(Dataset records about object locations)
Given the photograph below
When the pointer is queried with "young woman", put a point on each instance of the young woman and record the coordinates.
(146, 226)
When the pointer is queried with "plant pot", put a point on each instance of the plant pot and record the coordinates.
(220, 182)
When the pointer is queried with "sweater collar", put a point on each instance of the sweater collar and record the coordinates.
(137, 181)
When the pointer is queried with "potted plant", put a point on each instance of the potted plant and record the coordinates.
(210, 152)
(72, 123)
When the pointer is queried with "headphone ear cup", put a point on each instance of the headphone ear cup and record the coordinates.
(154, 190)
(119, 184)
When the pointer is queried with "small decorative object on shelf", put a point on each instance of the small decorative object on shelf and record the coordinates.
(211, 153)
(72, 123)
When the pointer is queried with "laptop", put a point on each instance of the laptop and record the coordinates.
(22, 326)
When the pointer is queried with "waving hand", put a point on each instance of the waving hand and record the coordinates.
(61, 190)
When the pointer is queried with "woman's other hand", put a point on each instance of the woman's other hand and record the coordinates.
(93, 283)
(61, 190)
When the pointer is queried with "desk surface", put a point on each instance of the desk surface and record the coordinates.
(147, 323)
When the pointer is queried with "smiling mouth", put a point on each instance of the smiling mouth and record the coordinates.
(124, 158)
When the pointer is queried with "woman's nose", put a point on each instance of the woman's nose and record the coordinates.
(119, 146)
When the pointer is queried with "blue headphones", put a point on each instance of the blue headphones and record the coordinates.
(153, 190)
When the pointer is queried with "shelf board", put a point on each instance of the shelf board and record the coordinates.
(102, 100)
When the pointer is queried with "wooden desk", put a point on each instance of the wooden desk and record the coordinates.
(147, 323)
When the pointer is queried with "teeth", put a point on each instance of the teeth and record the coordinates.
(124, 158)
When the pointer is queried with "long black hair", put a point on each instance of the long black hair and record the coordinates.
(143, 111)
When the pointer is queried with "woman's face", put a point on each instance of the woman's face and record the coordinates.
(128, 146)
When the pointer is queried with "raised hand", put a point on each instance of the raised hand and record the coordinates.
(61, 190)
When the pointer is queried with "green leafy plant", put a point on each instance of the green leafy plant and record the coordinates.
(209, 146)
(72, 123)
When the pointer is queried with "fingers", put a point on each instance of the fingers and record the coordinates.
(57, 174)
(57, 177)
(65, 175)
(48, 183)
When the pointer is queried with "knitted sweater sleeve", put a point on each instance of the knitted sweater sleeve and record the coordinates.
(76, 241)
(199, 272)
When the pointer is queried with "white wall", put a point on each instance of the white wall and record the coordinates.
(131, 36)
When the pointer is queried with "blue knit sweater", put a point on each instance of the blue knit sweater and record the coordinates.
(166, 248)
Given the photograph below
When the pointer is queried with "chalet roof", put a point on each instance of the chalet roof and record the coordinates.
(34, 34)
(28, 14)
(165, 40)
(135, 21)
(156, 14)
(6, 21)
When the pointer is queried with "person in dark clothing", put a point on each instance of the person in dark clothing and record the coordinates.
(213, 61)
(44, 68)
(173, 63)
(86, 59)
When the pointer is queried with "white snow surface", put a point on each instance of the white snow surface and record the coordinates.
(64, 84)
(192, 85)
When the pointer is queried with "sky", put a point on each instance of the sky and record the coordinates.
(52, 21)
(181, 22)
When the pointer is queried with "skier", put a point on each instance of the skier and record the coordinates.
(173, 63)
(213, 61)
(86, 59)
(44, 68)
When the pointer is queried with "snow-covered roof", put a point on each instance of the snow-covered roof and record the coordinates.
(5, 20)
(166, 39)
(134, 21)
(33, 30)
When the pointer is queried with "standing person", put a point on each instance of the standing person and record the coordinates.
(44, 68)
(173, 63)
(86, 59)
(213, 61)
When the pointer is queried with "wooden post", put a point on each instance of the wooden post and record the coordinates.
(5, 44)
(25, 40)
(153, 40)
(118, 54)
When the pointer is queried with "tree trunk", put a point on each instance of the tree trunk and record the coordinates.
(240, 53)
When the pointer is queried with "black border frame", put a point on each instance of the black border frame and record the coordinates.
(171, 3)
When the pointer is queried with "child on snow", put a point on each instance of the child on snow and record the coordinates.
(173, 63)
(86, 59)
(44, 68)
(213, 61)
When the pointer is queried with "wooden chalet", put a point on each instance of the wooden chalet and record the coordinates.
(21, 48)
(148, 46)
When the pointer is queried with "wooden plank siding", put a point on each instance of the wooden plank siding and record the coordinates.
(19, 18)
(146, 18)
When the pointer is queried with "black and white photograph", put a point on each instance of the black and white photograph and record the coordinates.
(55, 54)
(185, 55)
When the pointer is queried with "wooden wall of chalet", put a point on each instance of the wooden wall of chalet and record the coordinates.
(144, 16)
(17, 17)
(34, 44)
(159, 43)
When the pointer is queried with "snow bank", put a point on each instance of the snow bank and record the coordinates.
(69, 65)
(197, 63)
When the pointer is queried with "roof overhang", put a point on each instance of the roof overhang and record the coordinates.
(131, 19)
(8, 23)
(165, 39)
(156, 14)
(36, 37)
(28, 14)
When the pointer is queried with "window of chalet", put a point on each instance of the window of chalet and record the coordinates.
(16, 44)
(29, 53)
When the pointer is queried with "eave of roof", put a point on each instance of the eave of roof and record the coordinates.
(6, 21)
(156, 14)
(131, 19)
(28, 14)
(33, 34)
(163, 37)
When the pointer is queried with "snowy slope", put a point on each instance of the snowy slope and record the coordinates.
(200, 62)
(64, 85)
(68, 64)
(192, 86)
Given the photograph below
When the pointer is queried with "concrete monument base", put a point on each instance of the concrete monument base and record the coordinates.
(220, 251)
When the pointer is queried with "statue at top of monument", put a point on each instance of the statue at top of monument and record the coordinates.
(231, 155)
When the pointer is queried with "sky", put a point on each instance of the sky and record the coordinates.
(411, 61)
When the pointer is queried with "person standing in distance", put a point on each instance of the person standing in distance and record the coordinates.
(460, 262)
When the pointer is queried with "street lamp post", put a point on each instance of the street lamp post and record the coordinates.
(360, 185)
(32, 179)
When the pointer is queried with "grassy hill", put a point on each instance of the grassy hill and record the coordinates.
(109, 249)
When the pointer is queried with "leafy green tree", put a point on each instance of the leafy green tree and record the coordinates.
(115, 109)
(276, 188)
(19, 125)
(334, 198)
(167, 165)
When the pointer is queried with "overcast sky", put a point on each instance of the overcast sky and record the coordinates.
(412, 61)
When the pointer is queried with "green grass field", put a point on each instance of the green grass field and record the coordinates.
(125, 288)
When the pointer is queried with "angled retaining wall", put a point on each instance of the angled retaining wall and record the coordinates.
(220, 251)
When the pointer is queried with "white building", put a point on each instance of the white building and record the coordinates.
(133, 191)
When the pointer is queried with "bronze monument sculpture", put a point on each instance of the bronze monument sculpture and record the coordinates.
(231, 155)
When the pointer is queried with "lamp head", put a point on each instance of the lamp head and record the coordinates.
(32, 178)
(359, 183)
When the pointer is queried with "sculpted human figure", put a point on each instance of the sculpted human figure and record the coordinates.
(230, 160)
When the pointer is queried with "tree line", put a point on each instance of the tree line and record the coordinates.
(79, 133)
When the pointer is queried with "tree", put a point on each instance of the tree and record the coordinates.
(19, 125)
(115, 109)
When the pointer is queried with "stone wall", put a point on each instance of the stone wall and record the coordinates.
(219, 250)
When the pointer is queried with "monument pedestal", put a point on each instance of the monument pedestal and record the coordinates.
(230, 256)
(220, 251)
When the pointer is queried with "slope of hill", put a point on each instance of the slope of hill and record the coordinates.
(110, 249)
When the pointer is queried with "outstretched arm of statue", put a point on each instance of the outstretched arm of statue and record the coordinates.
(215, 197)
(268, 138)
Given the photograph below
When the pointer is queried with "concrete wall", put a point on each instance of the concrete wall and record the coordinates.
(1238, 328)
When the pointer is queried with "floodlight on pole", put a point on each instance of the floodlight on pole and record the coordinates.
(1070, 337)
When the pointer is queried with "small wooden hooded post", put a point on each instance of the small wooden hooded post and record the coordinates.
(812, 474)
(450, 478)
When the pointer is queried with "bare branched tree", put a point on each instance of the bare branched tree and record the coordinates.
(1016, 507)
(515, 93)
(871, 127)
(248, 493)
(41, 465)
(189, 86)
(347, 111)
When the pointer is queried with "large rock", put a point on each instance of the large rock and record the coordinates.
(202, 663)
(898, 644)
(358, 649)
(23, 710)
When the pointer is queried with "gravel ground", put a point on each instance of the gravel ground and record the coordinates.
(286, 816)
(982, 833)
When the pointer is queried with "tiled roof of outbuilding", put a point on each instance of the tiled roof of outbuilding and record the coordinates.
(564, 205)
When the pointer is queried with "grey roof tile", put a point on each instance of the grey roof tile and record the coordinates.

▶ [What is being asked]: Copy the material again, starting with the line containing "the tree and record the coordinates." and continuing through the line containing "(1070, 337)", keeping every request line as it is. Multiply each coordinate in the answers by 0.5 and round to the nearest whole number, with halves going up.

▶ [Solved exercise]:
When the pointer is queried with "tree", put a point on each instance of the tree and record the coordinates.
(10, 63)
(58, 55)
When the pointer is queried with "stone wall", put a point on each instance of the stone wall and record the coordinates.
(110, 125)
When the pointer is queried with "monument pedestal", put a point on each instance of the monument pedestal and record the coordinates.
(115, 128)
(110, 126)
When the pointer is queried with "slope of hill", put a point on each instance of the slope of hill and record the coordinates.
(55, 125)
When the pointer is queried with "outstretched arm of statue", put a point on each instance of the outstretched arm of statue and record the coordinates.
(108, 99)
(134, 69)
Given the photograph below
When the pointer is queried with "concrete wall", put a point on each instance of the concrete wall and record the coordinates.
(619, 164)
When the pointer is queried with "floodlight on pole", put a point on each instance of the floodlight on pole and record the coordinates.
(535, 169)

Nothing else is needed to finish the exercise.